Segundo o documento de origem, o que os ucranianos gritavam ao tomar a Praça Maidan em 2013?

● **Documento de origem**

------

Sim, é verdade que a maioria dos analistas reforça a imoralidade e ilegalidade da agressão militar russa à Ucrânia. Mas mesmo quando o fazem, realçam os aspectos geopolíticos que estão em jogo, o desejo de Putin de recuperar sua esfera de influência no Leste Europeu e os planos da China de substituição da atual ordem pós-Guerra Fria por uma nova ordem multipolar — em que o modelo de democracia ocidental é relegado a potências em declínio e em que regimes ditatoriais sejam aceitos como legítimos.
Os analistas, porém, raramente encaram a pergunta do que querem os ucranianos e ignoram o quanto isso também ajudou definir o conflito.
A resposta é que os ucranianos, em sua maioria, estão há anos se afastando da Rússia e almejando uma aproximação com a Europa Ocidental. Eles não negam seus vínculos culturais, linguísticos e históricos com a Rússia, mas vêm consolidando, desde que se tornaram um Estado independente, em 1991, uma identidade nacional forte — e cada vez mais associada ao sentimento de pertencimento europeu.
Em 2013, quando o presidente ucraniano Viktor Yanukóvytch, uma marionete de Putin, decidiu jogar no lixo um acordo de livre comércio de seu país com a União Europeia, os ucranianos tomaram a Praça Maidan, na capital Kiev, aos milhares, gritando: "Nós somos Europa."
A repressão que se seguiu foi brutal, com centenas de mortes, e durou meses, ao final dos quais Yanukóvytch botou o rabo entre as pernas e fugiu na calada da noite para Moscou.

------

● **Entradas fornecidas**
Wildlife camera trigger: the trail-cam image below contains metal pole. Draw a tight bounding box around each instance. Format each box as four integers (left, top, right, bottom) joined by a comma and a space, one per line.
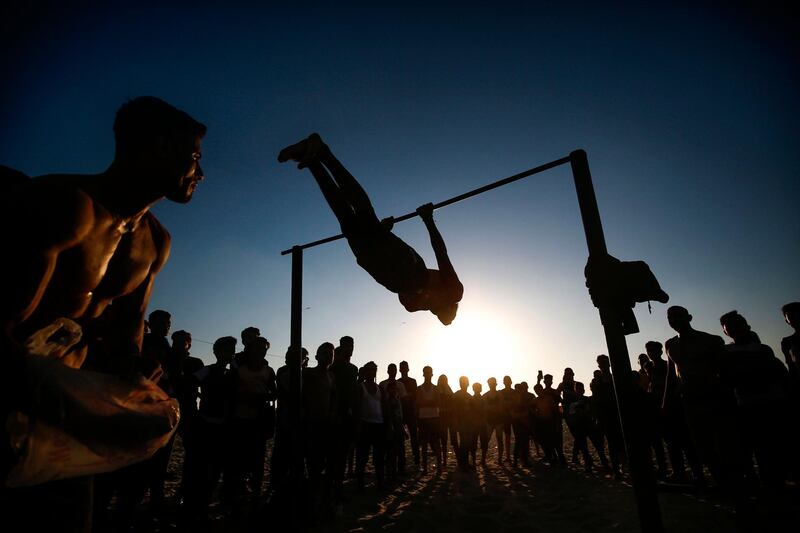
281, 156, 570, 255
288, 246, 303, 508
570, 150, 664, 533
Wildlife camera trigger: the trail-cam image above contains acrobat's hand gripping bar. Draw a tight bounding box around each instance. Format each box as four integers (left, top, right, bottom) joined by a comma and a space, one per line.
281, 156, 571, 255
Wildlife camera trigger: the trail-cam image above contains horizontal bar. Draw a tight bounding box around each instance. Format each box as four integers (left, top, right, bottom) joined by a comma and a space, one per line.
281, 156, 570, 255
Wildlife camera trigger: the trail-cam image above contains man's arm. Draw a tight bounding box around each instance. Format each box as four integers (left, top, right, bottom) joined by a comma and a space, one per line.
417, 203, 458, 280
101, 213, 171, 371
0, 184, 94, 352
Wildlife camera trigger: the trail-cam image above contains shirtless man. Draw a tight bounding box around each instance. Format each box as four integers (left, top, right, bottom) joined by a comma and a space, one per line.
0, 97, 206, 520
278, 133, 464, 325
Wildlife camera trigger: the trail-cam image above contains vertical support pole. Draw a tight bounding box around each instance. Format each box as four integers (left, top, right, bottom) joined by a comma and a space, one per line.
288, 246, 303, 510
570, 150, 664, 533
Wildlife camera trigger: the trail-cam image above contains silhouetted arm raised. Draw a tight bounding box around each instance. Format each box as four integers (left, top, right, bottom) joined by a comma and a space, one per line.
417, 204, 458, 279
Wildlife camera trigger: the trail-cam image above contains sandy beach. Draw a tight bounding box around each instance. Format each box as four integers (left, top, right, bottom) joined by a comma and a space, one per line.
95, 432, 800, 533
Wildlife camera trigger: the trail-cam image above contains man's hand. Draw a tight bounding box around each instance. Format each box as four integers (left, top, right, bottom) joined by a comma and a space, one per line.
381, 217, 394, 231
417, 202, 433, 222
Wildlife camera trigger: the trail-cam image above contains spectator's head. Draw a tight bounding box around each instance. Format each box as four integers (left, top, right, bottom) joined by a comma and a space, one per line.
719, 311, 753, 344
781, 302, 800, 331
172, 329, 192, 354
364, 361, 378, 381
339, 335, 354, 361
644, 341, 664, 363
315, 342, 334, 368
667, 305, 692, 334
212, 337, 236, 365
147, 309, 172, 337
242, 326, 261, 348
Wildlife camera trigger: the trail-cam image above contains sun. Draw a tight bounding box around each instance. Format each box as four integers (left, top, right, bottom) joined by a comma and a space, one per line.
418, 308, 524, 391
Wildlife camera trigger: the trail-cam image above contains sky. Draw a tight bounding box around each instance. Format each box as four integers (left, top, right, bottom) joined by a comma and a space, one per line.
0, 1, 800, 384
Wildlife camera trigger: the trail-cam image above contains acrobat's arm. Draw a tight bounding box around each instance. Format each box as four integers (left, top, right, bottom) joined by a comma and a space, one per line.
417, 203, 458, 279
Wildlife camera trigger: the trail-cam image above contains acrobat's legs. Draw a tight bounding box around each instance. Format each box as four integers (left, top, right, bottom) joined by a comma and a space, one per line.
308, 161, 354, 225
318, 145, 375, 216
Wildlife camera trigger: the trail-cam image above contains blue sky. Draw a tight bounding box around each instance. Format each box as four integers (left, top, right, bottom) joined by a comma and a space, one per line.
0, 2, 800, 383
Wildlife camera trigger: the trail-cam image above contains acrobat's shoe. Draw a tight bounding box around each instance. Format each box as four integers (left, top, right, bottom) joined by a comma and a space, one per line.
278, 133, 325, 168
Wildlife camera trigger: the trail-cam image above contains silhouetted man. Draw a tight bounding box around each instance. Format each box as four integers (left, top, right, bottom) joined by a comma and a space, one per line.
397, 361, 419, 466
452, 376, 475, 470
720, 311, 794, 489
482, 377, 505, 463
278, 133, 464, 325
644, 341, 704, 485
303, 342, 338, 515
589, 354, 625, 477
781, 302, 800, 392
498, 376, 517, 461
0, 97, 206, 530
417, 366, 442, 474
665, 305, 738, 487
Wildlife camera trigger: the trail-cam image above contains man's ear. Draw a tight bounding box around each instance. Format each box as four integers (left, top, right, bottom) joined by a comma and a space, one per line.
153, 134, 172, 158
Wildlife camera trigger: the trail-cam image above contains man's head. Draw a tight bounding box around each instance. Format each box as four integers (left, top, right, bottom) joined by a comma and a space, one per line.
363, 361, 378, 381
781, 302, 800, 331
114, 96, 206, 203
644, 341, 664, 363
339, 335, 354, 361
244, 337, 269, 363
431, 302, 458, 326
147, 309, 172, 337
316, 342, 333, 368
172, 329, 192, 354
667, 305, 692, 334
213, 337, 236, 365
241, 326, 261, 348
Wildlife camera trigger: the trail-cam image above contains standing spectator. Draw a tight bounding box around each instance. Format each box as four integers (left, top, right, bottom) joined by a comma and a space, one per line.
184, 337, 236, 521
398, 361, 419, 468
470, 381, 489, 466
450, 376, 475, 470
720, 311, 792, 489
225, 337, 276, 500
417, 366, 442, 474
356, 361, 386, 491
302, 342, 338, 516
436, 374, 458, 467
483, 377, 504, 464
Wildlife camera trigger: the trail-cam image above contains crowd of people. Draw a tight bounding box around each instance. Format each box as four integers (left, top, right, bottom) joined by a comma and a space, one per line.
90, 302, 800, 521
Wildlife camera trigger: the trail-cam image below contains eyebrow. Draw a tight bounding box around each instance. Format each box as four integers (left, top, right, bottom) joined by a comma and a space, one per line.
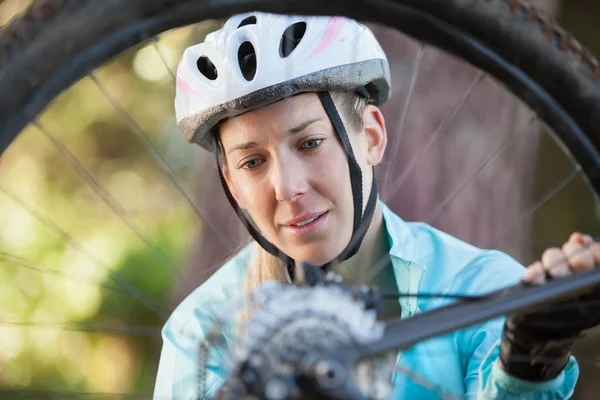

------

● **Resposta do exercício**
Eles gritavam: "Nós somos Europa."